- [Texto citado]:
═══

Prefácio do Papa Francisco a um volume sobre o seu magistério social

Do Concílio Vaticano ii a luz da fraternidade

 Do Concílio Vaticano  ii   a luz da fraternidade  POR-043
26 outubro 2021

O

coração do Evangelho é o anúncio do Reino de Deus, que é Jesus em pessoa, o Emanuel e Deus connosco. Efetivamente, nele Deus cumpre de modo definitivo o seu desígnio de amor pela humanidade, estabelecendo o seu senhorio sobre as criaturas e introduzindo na história humana a semente da vida divina, que a transforma a partir de dentro.

═══

- [Registos fornecidos]:
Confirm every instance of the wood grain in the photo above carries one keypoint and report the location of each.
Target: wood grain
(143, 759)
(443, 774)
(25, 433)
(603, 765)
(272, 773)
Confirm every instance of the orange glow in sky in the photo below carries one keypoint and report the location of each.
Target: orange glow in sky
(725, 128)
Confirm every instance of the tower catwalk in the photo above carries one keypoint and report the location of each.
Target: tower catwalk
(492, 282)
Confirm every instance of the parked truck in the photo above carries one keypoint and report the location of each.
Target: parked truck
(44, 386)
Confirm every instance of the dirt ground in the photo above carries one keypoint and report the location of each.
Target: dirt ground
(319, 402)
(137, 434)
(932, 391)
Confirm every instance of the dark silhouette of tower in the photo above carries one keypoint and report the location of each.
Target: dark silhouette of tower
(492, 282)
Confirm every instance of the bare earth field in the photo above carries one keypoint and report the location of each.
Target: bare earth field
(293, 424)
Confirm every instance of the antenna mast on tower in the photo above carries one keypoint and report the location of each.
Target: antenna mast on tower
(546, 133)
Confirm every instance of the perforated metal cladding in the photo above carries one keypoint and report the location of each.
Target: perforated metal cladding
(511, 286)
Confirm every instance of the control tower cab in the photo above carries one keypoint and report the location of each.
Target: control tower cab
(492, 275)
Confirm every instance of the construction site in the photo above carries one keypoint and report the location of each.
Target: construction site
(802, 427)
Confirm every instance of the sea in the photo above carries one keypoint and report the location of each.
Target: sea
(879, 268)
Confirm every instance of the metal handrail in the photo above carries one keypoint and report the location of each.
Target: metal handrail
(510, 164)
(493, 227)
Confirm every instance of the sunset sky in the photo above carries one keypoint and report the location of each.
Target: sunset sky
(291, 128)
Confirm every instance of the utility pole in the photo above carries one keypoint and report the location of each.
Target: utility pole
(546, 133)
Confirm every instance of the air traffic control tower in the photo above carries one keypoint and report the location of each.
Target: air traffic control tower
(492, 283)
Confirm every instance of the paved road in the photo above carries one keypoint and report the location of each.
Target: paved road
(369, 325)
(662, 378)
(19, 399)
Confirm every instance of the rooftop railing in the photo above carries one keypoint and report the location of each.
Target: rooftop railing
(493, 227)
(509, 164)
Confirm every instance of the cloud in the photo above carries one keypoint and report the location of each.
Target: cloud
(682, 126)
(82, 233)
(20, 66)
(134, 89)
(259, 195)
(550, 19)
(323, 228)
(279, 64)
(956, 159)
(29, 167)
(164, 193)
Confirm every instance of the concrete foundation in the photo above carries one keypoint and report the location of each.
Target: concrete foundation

═══

- [Desafio A]:
No prefácio do Papa Francisco, reescreva de forma mais breve o parágrafo que começa por «O coração do Evangelho», conservando os factos principais.
- [Desafio B]:
Prossiga o prefácio do Papa Francisco a partir da última frase apresentada.

- [Resultado A]:
O coração do Evangelho é o anúncio do Reino de Deus, que é o próprio Jesus, o Emanuel, Deus connosco. Nele, Deus cumpre definitivamente o seu desígnio de amor pela humanidade. Estabelece o seu senhorio sobre as criaturas e introduz na história humana a semente da vida divina, que a transforma a partir de dentro.

- [Resultado B]:
Sem dúvida, o Reino de Deus não deve ser identificado nem confundido com qualquer realização terrena e política; contudo, também não deve ser imaginado como uma realidade puramente interior, pessoal e espiritual, nem como uma promessa que diz respeito unicamente ao além. Na realidade, a fé cristã vive deste fascinante e cativante “paradoxo”, um termo muito apreciado pelo teólogo jesuíta Henri de Lubac: é o que Jesus, unido para sempre à nossa carne, alcança já aqui e agora, abrindo-nos a uma relação com Deus Pai e realizando uma libertação contínua na vida e na história que vivemos, pois n’Ele o Reino de Deus já se tornou próximo (cf. Mc 1, 12-15); ao mesmo tempo, enquanto ainda estamos nesta carne, o Reino permanece também uma promessa, um profundo anseio que trazemos dentro de nós, um clamor que se eleva da criação ainda marcada pelo mal, que geme e sofre até ao dia da sua plena libertação (cf. Rm 8, 19-24).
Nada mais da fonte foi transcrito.